--- Start DATA FOR PROCESSING ---
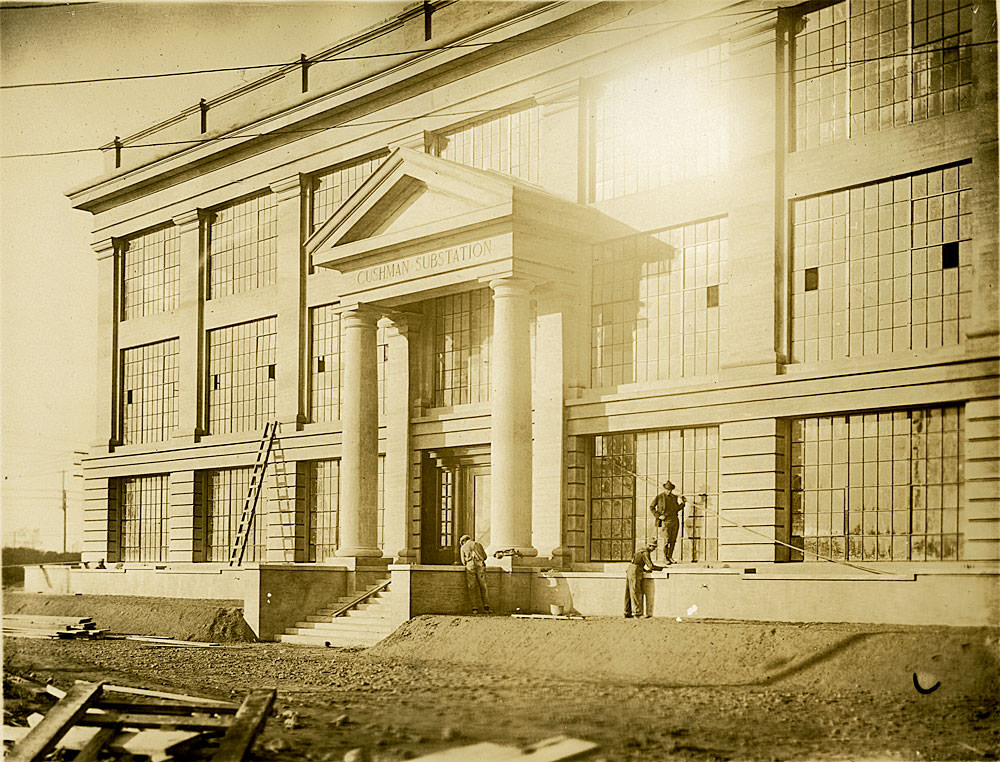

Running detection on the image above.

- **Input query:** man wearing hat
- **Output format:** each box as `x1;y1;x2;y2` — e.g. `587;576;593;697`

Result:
625;537;663;619
649;479;687;564
458;534;492;614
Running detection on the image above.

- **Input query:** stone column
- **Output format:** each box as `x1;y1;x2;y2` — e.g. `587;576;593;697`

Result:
382;318;412;559
490;278;538;556
91;238;121;454
174;209;205;443
271;174;308;434
337;307;382;558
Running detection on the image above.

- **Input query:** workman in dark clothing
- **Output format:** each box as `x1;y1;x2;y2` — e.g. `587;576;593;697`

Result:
458;534;493;614
625;539;663;619
649;480;687;564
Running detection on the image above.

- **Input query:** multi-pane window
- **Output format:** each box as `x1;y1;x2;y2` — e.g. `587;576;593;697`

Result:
591;217;728;388
792;164;972;362
309;151;386;233
118;474;169;562
120;339;180;444
791;407;964;561
120;225;180;320
208;317;276;434
307;460;340;561
793;0;973;149
306;455;385;562
203;468;268;563
436;106;540;182
590;426;719;561
590;43;729;201
431;289;493;407
309;304;389;422
208;193;278;299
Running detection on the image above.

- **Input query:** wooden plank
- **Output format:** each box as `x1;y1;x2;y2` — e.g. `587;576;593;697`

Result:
416;741;521;762
7;683;103;762
76;712;234;730
97;685;238;711
90;699;237;714
212;688;275;762
73;725;119;762
521;736;597;762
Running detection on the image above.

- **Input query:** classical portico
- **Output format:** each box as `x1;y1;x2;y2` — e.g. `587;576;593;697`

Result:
306;149;608;563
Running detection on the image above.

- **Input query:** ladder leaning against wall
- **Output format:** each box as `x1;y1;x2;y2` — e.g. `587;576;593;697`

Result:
229;421;289;566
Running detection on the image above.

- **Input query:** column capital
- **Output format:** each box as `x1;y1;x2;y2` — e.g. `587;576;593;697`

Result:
90;238;115;260
340;303;382;328
489;276;538;299
271;173;302;204
173;209;202;235
389;130;430;153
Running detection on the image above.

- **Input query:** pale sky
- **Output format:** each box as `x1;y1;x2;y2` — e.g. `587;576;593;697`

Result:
0;0;404;549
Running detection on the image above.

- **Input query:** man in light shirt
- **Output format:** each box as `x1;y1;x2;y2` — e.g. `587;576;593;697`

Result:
458;534;493;614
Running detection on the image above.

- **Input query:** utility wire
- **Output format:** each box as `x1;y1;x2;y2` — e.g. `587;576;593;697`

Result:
0;9;780;90
0;40;997;159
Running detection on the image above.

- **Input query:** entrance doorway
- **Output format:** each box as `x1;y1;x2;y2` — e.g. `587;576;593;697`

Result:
420;447;490;564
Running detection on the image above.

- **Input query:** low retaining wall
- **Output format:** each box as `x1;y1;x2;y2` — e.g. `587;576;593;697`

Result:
530;564;1000;626
25;564;355;640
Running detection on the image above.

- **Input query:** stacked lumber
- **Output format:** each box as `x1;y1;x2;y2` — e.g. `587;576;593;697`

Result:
3;682;275;762
3;614;108;639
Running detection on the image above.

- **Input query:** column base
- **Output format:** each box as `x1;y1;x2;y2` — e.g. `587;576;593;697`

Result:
486;543;538;558
336;547;382;558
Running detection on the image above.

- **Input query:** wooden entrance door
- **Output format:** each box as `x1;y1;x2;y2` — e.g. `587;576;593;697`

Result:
420;453;490;564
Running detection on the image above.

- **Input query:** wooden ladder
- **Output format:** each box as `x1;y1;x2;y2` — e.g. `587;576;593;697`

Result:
229;421;278;566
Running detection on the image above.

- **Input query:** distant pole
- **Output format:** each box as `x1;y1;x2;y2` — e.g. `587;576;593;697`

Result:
62;470;66;554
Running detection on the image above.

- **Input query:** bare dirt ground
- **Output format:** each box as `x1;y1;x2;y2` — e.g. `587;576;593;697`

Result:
4;616;1000;762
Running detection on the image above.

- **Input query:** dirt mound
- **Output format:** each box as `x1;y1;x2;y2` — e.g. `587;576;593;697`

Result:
369;616;1000;698
3;592;256;643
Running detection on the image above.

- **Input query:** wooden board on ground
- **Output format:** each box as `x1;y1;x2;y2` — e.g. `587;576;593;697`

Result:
7;683;103;762
212;688;276;762
417;736;597;762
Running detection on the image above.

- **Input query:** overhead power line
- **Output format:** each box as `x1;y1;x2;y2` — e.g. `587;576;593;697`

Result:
0;40;997;159
0;9;768;90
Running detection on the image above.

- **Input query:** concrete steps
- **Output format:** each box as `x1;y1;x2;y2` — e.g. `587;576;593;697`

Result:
278;580;407;648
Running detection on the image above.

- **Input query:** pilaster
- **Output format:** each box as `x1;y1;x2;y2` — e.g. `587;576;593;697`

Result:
91;238;121;455
174;209;205;443
489;278;538;556
167;471;205;563
81;475;119;563
382;317;417;559
720;11;786;375
337;306;382;558
719;418;788;562
959;397;1000;561
271;175;309;430
264;454;306;564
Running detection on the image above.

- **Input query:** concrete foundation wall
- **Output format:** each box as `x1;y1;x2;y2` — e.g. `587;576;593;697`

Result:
531;565;1000;626
24;564;354;640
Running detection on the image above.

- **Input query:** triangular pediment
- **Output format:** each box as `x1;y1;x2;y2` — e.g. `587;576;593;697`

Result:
305;148;518;264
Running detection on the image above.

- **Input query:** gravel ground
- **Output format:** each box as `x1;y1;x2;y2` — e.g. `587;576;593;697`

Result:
4;617;1000;762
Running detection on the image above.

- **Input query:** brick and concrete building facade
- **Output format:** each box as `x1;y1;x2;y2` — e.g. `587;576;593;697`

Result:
50;0;1000;636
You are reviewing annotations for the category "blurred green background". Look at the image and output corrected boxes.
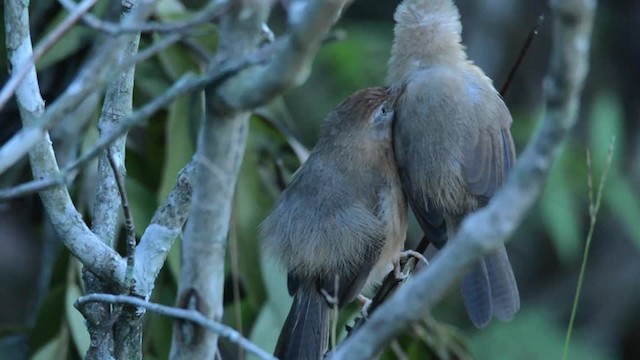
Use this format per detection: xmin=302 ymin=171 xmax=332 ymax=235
xmin=0 ymin=0 xmax=640 ymax=359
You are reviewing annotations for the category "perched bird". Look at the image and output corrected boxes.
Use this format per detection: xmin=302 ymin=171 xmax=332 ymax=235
xmin=388 ymin=0 xmax=520 ymax=327
xmin=261 ymin=88 xmax=408 ymax=359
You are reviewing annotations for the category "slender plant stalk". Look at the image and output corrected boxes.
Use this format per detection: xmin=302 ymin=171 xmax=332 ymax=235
xmin=562 ymin=136 xmax=616 ymax=360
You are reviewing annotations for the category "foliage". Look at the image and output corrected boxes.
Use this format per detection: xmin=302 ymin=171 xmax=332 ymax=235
xmin=0 ymin=0 xmax=640 ymax=360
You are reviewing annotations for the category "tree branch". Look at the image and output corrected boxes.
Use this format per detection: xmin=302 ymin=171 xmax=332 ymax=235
xmin=0 ymin=0 xmax=98 ymax=110
xmin=5 ymin=0 xmax=126 ymax=286
xmin=171 ymin=0 xmax=345 ymax=359
xmin=332 ymin=0 xmax=596 ymax=359
xmin=58 ymin=0 xmax=229 ymax=36
xmin=212 ymin=0 xmax=346 ymax=110
xmin=133 ymin=161 xmax=196 ymax=300
xmin=74 ymin=294 xmax=276 ymax=360
xmin=0 ymin=0 xmax=162 ymax=174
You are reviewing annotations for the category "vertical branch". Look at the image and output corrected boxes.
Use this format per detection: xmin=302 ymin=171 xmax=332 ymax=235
xmin=171 ymin=1 xmax=270 ymax=359
xmin=77 ymin=0 xmax=142 ymax=359
xmin=83 ymin=0 xmax=142 ymax=359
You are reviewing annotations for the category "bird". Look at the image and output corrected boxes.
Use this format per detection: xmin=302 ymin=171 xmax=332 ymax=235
xmin=387 ymin=0 xmax=520 ymax=328
xmin=260 ymin=87 xmax=408 ymax=359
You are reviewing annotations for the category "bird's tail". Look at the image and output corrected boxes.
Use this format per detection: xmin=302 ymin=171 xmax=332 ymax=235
xmin=274 ymin=286 xmax=329 ymax=360
xmin=462 ymin=246 xmax=520 ymax=328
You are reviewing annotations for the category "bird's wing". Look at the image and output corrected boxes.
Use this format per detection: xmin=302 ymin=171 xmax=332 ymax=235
xmin=462 ymin=98 xmax=515 ymax=201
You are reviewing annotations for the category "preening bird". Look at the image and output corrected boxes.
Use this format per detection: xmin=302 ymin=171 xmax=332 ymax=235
xmin=388 ymin=0 xmax=520 ymax=327
xmin=261 ymin=88 xmax=408 ymax=359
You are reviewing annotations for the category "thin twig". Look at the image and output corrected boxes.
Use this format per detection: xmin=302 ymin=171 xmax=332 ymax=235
xmin=331 ymin=0 xmax=596 ymax=360
xmin=107 ymin=149 xmax=136 ymax=290
xmin=0 ymin=171 xmax=69 ymax=202
xmin=562 ymin=136 xmax=616 ymax=360
xmin=500 ymin=14 xmax=544 ymax=97
xmin=229 ymin=214 xmax=244 ymax=360
xmin=0 ymin=0 xmax=98 ymax=110
xmin=74 ymin=294 xmax=276 ymax=360
xmin=0 ymin=2 xmax=172 ymax=174
xmin=58 ymin=0 xmax=231 ymax=36
xmin=0 ymin=45 xmax=273 ymax=200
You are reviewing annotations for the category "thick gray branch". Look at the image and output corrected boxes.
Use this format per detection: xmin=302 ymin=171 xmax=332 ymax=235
xmin=218 ymin=0 xmax=346 ymax=110
xmin=74 ymin=294 xmax=275 ymax=360
xmin=0 ymin=0 xmax=157 ymax=174
xmin=133 ymin=161 xmax=195 ymax=300
xmin=5 ymin=0 xmax=126 ymax=281
xmin=171 ymin=0 xmax=345 ymax=359
xmin=332 ymin=0 xmax=596 ymax=359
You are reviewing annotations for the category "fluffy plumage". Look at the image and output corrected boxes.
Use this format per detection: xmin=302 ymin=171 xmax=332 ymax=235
xmin=388 ymin=0 xmax=520 ymax=327
xmin=261 ymin=88 xmax=407 ymax=359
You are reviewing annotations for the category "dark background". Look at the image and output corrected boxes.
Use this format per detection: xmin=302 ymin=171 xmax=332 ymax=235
--- End DATA FOR PROCESSING ---
INSTRUCTIONS FOR THE TASK: Please show every line above that contains the word "wall".

EXERCISE OUTPUT:
- **Input query:** ladder leaning against wall
- **Input query:** low retaining wall
- **Input query:** concrete foundation wall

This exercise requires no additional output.